Information given |

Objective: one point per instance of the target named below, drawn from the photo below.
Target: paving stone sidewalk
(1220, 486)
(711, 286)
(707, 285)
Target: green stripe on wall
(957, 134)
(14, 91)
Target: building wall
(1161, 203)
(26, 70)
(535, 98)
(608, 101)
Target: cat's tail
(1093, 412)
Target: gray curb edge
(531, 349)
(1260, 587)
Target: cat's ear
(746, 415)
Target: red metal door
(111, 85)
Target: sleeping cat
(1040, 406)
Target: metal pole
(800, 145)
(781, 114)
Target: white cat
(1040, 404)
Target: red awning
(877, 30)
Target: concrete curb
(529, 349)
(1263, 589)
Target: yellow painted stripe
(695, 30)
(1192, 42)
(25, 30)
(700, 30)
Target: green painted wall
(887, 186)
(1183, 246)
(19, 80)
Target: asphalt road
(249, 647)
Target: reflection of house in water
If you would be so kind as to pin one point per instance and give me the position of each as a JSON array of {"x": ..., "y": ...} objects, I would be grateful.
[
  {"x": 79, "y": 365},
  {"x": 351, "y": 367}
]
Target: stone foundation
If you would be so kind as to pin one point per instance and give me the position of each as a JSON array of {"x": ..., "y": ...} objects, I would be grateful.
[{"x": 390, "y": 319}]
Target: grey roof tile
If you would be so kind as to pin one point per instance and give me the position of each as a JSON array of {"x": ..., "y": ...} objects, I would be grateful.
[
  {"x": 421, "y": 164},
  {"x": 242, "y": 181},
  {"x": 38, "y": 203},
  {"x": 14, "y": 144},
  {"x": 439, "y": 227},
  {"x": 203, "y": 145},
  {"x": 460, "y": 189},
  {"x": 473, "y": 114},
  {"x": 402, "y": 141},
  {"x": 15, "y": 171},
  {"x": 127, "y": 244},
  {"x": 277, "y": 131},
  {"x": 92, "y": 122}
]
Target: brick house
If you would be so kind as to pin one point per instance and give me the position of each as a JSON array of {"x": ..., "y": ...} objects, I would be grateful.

Required task | Nothing may be left out: return each entry exactly as it reads.

Solution to this task |
Objective: one point per instance of the target named below, drawn from the photo below.
Target: paving stone sidewalk
(1220, 486)
(711, 286)
(707, 285)
Target: green stripe on wall
(957, 134)
(14, 91)
Target: building wall
(1161, 203)
(26, 70)
(535, 98)
(608, 101)
Target: cat's tail
(1093, 412)
Target: gray curb edge
(531, 349)
(1260, 587)
Target: cat's ear
(746, 415)
Target: red metal door
(111, 85)
Target: sleeping cat
(1040, 406)
Target: metal pole
(800, 145)
(781, 114)
Target: white cat
(1040, 404)
Target: red awning
(877, 30)
Target: concrete curb
(529, 349)
(1263, 589)
Target: yellow painted stripe
(695, 30)
(1192, 42)
(25, 30)
(700, 30)
Target: green painted wall
(887, 186)
(1183, 246)
(19, 80)
Target: asphalt road
(249, 647)
Target: reflection of house in water
If you would be so kind as to pin one point per instance and give me the position of each as a JSON array of {"x": ..., "y": ...} objects, I would be grateful.
[
  {"x": 79, "y": 365},
  {"x": 351, "y": 367}
]
Target: stone foundation
If you would be so kind as to pin one point per instance and give me the position of each as a JSON array of {"x": ..., "y": ...} objects, I would be grateful.
[{"x": 390, "y": 319}]
Target: grey roof tile
If you would be so kind as to pin one point per instance and give me the position of each as a JSON array of {"x": ..., "y": ...} objects, I would be grateful.
[
  {"x": 421, "y": 164},
  {"x": 242, "y": 181},
  {"x": 38, "y": 203},
  {"x": 14, "y": 144},
  {"x": 439, "y": 227},
  {"x": 203, "y": 145},
  {"x": 460, "y": 189},
  {"x": 473, "y": 114},
  {"x": 402, "y": 141},
  {"x": 15, "y": 171},
  {"x": 127, "y": 244},
  {"x": 277, "y": 131},
  {"x": 92, "y": 122}
]
Target: brick house
If you would be so kind as to pin one point per instance and give me the position of each as a JSON array of {"x": ..., "y": ...} objects, I would be grateful.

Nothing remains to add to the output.